*Description of the task:*
Your answer must consist solely of the line containing "box: [167, 183, 187, 212]" and all subsequent lines through the end of the entries, reproduced exactly.

____ Data to examine

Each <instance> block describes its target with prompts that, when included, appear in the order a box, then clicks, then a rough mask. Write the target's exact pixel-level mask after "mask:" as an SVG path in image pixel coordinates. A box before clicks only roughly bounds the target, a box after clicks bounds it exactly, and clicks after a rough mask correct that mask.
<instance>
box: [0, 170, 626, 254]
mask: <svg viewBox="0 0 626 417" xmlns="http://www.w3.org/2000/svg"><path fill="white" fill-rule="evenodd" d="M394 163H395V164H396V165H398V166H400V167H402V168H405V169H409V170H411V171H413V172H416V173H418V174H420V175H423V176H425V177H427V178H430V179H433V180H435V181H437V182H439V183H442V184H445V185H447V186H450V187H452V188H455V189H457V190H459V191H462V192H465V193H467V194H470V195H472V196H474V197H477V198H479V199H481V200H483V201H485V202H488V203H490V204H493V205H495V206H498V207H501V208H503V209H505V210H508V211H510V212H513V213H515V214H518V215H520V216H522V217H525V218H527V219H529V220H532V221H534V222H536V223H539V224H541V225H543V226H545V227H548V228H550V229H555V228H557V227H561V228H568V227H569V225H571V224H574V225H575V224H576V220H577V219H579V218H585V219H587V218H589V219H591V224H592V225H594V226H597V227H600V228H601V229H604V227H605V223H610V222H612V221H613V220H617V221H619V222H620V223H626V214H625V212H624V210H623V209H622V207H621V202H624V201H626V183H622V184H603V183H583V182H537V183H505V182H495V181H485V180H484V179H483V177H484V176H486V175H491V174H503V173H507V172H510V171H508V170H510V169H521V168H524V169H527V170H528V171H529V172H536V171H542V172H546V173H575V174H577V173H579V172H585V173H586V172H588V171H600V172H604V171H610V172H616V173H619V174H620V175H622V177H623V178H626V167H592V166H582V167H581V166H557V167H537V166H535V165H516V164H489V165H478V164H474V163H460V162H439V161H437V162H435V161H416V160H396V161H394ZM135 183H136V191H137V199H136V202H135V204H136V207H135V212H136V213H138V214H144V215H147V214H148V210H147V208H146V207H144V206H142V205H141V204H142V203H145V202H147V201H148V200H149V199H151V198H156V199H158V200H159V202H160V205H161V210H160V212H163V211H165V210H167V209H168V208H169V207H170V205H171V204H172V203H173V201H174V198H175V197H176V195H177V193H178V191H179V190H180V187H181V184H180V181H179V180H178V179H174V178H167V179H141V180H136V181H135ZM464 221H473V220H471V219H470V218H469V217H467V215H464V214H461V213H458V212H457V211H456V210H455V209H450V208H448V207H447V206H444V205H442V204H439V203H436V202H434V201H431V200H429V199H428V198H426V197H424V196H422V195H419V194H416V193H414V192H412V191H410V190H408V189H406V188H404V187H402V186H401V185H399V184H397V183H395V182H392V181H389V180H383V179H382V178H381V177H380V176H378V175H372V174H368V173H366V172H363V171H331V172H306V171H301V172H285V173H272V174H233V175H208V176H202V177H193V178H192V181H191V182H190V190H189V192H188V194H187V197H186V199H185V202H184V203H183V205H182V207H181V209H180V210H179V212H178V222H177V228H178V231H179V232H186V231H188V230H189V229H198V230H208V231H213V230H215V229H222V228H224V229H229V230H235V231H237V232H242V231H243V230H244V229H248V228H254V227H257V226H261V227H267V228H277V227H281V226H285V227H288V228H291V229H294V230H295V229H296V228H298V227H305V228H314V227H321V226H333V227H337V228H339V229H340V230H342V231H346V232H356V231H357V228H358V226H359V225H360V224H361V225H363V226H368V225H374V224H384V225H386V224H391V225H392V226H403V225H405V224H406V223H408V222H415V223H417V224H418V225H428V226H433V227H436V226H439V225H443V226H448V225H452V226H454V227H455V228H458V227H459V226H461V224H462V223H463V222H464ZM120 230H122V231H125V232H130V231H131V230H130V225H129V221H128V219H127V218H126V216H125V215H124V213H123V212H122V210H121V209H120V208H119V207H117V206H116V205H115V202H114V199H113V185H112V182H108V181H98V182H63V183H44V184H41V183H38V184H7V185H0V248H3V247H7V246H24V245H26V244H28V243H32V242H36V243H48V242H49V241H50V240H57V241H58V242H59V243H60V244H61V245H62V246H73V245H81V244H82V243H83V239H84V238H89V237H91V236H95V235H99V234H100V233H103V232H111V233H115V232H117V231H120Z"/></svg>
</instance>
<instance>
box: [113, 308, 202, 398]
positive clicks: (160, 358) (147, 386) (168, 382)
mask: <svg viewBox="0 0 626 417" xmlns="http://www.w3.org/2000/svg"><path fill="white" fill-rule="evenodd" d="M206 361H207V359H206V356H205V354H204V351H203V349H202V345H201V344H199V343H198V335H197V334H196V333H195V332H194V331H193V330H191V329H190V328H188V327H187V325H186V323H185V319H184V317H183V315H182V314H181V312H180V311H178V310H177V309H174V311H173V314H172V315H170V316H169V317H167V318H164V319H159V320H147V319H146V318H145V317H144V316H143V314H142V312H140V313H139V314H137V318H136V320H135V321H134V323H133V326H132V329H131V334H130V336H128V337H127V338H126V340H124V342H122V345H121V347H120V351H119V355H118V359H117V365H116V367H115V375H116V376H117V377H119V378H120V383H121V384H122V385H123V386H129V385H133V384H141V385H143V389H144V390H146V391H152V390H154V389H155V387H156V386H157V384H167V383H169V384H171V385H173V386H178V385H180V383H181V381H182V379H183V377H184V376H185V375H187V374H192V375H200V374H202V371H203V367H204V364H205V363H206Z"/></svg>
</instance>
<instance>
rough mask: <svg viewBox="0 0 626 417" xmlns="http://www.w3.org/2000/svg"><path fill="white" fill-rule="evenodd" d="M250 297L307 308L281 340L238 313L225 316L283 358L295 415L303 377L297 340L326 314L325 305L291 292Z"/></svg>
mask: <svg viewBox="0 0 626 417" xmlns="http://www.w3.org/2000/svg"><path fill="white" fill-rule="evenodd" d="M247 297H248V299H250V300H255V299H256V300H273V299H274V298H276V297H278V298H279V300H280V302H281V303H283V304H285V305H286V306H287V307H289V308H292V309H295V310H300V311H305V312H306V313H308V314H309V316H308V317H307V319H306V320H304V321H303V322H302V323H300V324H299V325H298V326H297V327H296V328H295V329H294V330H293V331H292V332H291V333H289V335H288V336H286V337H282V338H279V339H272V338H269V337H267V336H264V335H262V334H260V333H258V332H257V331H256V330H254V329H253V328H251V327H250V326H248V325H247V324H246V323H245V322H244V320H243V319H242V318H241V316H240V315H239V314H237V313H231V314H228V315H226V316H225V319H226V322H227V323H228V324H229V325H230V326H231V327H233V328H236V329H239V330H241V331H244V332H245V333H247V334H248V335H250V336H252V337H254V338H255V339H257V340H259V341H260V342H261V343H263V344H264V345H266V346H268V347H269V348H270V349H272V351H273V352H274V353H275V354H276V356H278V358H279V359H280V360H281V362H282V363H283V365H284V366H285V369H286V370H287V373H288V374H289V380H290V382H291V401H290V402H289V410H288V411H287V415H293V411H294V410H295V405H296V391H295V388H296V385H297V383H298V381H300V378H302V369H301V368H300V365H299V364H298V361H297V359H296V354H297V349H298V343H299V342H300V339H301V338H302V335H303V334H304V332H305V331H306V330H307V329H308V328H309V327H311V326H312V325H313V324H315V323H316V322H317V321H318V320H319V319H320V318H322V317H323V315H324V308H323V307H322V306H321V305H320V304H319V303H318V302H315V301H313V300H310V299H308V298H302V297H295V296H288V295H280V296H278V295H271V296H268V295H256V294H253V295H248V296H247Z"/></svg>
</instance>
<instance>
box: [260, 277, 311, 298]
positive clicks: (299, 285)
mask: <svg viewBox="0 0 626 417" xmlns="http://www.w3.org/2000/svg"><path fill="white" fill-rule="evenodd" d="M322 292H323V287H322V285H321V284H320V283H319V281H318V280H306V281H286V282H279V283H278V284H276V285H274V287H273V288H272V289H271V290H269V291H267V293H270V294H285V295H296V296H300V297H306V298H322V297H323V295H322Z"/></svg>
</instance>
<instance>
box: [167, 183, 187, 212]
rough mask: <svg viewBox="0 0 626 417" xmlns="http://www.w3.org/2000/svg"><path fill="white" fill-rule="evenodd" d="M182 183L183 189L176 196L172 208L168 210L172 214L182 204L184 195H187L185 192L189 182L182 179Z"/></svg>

________

*Response:*
box: [167, 183, 187, 212]
rough mask: <svg viewBox="0 0 626 417" xmlns="http://www.w3.org/2000/svg"><path fill="white" fill-rule="evenodd" d="M182 183L183 189L176 196L172 208L168 210L172 214L182 204L184 195H187L185 192L189 182L182 179Z"/></svg>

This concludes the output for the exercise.